• **Provided text**

______________________________

Stigma from husband and in-laws

Husbands and in-laws stigmatised women for making domestic violence public by forcefully silencing their calls for help, often through the perpetration of further violence. Women often spoke about how husbands and their families would not allow them to speak to anyone outside of the household, which itself is a form of psychological violence against women. Apart from this, if husbands and in-laws found out that women were speaking to others about the violence it would spur further violence against her:

Mostly, if women in Afghanistan share their problems, the husband will become violent towards her because she is sharing private home issues with people. (Participant 32, Bamyan province, 21 years old, no children)

Women were afraid of talking to friends and neighbours about the violence they were experiencing because they feared that this would get back to the husbands who would then become more violent towards them. In instances where women’s parents or natal family tried to speak to husbands about the violence, the expectation was that this would result in further violence:

There are risks involved. For example, if my cousin tells her family, it may become a bigger problem. I think her family and her husband’s family should openly share it and find a solution for it. But here if her family gets involved, it makes matters worse and the violence only increases and the only option is to get her divorced. (Participant 28, Bamyan province, 26 years old, no children)

The stigma of divorce itself was also prominent in these situations. In many cases, while men were violent towards their wives, they would not agree to divorce them. Divorce was perceived as a violation of societal and family traditions, and men would use threats and further violence to stop women from getting a divorce. One woman described how her father-in-law and husband came to visit her at the safe house and threatened her in front of others:

My father-in-law also came and said, ‘I have seven sons and even if each of them was beheaded I will not [let you] divorce [my son]. There is no way you can get a divorce. There is no divorce in our traditions and family. Come back and we will give you the life you want. The boy [my son] will get better.’ The boy wouldn’t say anything. He would just stare at me. He spoke once and said, ‘Come back and I will behead you.’ He said this in front of everyone, my lawyer and the Ministry officials. (Participant 1, Kabul city, 20 years old, no children)

Stigma from friends and community

The stigma of domestic violence was also evident in women’s accounts of people gossiping and blaming women for the violence they experienced. Domestic violence was considered a private affair so women said, ‘I can’t tell anyone outside our family because it is shameful’ (Participant 63). Women believed that they would not get support if they told others about the violence because of how violence is normalised within Afghan society:

For example, if a woman talks about her problems to a friend or relative, that woman may gossip or reveal her secrets to her husband so she has trust issues and is usually scared. But even if she trusts someone, the other women say that everyone faces these problems and [you must] be patient and bear it. (Participant 28, Bamyan province, 26 years old, no children)

______________________________

[Dataset entries]
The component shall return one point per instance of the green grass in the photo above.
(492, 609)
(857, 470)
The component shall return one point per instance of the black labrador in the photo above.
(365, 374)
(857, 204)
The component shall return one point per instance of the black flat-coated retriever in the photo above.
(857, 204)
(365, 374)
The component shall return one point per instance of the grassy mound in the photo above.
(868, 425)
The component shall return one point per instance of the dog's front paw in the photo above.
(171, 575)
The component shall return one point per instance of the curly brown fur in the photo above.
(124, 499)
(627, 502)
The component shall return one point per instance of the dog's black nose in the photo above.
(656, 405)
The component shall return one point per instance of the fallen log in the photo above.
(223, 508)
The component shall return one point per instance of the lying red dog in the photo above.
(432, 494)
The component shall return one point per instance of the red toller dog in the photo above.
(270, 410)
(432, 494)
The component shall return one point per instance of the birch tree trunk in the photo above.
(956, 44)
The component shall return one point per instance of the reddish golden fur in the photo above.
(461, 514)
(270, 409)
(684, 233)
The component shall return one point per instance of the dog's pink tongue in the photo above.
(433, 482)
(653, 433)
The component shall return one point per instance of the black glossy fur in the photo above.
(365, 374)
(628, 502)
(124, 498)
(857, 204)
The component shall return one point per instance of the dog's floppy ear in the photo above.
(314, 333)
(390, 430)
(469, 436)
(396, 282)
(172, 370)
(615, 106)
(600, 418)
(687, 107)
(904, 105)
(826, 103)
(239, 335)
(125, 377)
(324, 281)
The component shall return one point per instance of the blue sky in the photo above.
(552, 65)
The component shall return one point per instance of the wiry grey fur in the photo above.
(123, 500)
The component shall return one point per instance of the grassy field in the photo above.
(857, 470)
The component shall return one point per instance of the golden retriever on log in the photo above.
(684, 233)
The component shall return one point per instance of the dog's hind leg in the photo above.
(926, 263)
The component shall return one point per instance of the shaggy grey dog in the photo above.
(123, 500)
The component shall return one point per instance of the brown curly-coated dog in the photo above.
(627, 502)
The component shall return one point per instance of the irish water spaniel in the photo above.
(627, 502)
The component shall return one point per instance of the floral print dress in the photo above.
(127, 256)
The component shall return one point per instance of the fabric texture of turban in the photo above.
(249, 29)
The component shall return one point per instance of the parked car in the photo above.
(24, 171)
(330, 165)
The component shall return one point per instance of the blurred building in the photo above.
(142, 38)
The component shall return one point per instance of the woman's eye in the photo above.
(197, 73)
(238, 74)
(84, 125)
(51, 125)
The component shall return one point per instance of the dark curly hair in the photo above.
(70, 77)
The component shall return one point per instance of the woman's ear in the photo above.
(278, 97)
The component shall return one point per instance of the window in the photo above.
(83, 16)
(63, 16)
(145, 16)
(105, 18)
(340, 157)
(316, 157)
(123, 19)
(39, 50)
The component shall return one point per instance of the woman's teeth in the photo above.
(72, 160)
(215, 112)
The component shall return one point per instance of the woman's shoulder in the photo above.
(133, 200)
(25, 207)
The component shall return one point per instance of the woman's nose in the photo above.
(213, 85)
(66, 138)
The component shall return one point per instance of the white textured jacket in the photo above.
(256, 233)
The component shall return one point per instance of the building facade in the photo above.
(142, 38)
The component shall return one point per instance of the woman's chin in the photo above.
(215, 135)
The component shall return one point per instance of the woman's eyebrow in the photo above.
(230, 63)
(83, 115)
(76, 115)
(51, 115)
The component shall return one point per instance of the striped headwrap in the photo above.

______________________________

• **Work task**
In the text on domestic violence stigma, how was divorce perceived?

• **Result of this task**
Divorce was perceived as a violation of societal and family traditions.